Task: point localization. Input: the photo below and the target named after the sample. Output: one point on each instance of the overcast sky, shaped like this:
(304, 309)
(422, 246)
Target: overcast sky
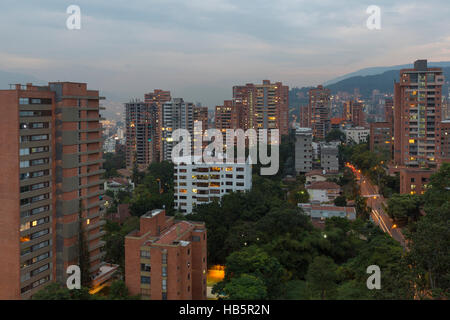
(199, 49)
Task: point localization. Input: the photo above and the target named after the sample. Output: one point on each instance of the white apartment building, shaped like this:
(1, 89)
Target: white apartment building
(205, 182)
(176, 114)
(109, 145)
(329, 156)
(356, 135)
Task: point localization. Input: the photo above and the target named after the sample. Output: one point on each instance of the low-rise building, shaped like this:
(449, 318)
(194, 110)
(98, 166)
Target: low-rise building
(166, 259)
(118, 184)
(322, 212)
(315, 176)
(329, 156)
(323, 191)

────────

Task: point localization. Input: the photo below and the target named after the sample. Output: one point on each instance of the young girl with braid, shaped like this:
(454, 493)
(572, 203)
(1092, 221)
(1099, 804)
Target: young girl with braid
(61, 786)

────────

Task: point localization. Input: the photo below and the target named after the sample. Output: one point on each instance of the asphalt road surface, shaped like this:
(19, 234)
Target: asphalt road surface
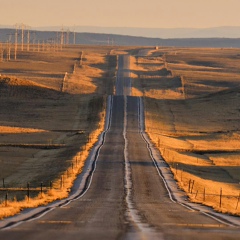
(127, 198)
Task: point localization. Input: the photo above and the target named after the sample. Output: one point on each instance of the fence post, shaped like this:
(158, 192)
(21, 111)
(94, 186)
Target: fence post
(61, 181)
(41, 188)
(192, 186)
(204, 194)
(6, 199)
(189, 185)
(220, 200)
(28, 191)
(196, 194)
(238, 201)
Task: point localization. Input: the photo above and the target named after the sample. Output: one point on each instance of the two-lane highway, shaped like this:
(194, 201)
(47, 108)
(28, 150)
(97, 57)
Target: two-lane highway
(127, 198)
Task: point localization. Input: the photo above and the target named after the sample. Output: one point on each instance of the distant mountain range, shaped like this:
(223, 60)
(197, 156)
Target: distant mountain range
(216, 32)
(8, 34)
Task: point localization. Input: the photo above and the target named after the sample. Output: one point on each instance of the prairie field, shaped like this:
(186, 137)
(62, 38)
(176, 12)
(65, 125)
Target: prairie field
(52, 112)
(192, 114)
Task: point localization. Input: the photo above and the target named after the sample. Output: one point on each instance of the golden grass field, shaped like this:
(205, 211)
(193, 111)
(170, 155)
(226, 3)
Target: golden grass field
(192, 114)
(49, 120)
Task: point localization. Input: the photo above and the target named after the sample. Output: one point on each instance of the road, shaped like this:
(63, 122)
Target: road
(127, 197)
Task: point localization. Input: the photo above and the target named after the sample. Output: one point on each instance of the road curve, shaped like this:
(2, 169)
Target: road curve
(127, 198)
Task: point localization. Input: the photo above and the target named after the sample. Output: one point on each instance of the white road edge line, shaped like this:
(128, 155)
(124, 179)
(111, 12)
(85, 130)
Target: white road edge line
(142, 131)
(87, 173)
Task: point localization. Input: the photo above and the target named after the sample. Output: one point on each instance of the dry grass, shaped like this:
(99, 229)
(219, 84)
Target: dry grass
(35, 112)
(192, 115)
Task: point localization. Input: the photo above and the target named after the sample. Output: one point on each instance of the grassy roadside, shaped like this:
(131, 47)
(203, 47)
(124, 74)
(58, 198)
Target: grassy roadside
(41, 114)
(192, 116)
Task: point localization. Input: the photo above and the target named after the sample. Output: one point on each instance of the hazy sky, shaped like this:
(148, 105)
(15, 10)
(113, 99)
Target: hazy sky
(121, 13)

────────

Check every line above for the string "below" and copy those that have it.

Task: point localization. Input: the photo below and the target named after the sample. Output: one point on each instance of the overcast sky, shaped like this:
Task: point localization. Input: the photo below and the target named after the sample. Output: one point on each instance of the young girl with braid, shaped like this:
Task: point localization. Input: the photo below and the target named after the sample. Output: one point on each instance of the asphalt road surface, shaped like this:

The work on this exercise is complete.